● **Dataset entries**
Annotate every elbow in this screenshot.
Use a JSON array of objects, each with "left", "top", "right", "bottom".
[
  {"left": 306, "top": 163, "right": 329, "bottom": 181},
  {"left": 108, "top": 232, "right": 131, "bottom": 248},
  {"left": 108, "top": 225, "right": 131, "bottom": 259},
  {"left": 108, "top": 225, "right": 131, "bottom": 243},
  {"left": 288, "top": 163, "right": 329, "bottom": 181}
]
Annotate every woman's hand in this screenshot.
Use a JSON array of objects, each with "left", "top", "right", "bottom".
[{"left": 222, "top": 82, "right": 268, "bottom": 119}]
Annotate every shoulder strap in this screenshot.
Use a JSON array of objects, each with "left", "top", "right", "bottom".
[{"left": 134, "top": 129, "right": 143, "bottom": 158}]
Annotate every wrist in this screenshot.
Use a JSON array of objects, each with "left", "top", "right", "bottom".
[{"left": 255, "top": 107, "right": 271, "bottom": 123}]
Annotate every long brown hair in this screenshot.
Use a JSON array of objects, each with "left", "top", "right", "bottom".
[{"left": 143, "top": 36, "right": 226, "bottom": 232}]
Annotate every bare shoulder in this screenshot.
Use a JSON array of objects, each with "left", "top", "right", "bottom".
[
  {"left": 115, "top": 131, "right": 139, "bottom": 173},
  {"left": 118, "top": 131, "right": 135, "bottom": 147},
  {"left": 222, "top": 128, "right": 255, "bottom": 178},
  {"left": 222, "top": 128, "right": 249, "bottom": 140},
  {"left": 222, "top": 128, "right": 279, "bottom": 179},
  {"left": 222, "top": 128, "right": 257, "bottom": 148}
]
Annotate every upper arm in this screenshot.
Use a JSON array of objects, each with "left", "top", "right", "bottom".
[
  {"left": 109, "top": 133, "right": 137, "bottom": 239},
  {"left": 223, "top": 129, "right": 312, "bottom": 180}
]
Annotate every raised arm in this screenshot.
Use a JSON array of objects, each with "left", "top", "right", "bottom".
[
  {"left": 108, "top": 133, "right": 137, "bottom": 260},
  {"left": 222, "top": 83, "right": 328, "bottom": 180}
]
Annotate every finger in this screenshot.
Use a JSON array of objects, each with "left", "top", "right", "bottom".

● **Aim of the exercise**
Word for word, restate the lines from the one holding "Annotate every upper arm in this screenshot." to the last line of the records.

● **Output**
Annotate every upper arm in this screenshot.
Use a JSON array of objects, each with "left", "top", "right", "bottom".
[
  {"left": 109, "top": 133, "right": 137, "bottom": 239},
  {"left": 223, "top": 129, "right": 312, "bottom": 180}
]
Annotate every raised arm in this screenshot.
Use a JSON array of objects, each with "left", "top", "right", "bottom".
[
  {"left": 108, "top": 133, "right": 137, "bottom": 260},
  {"left": 222, "top": 83, "right": 328, "bottom": 180}
]
Annotate every finger in this screenshot.
Use a JSON array of objects, each with "left", "top", "right", "bottom".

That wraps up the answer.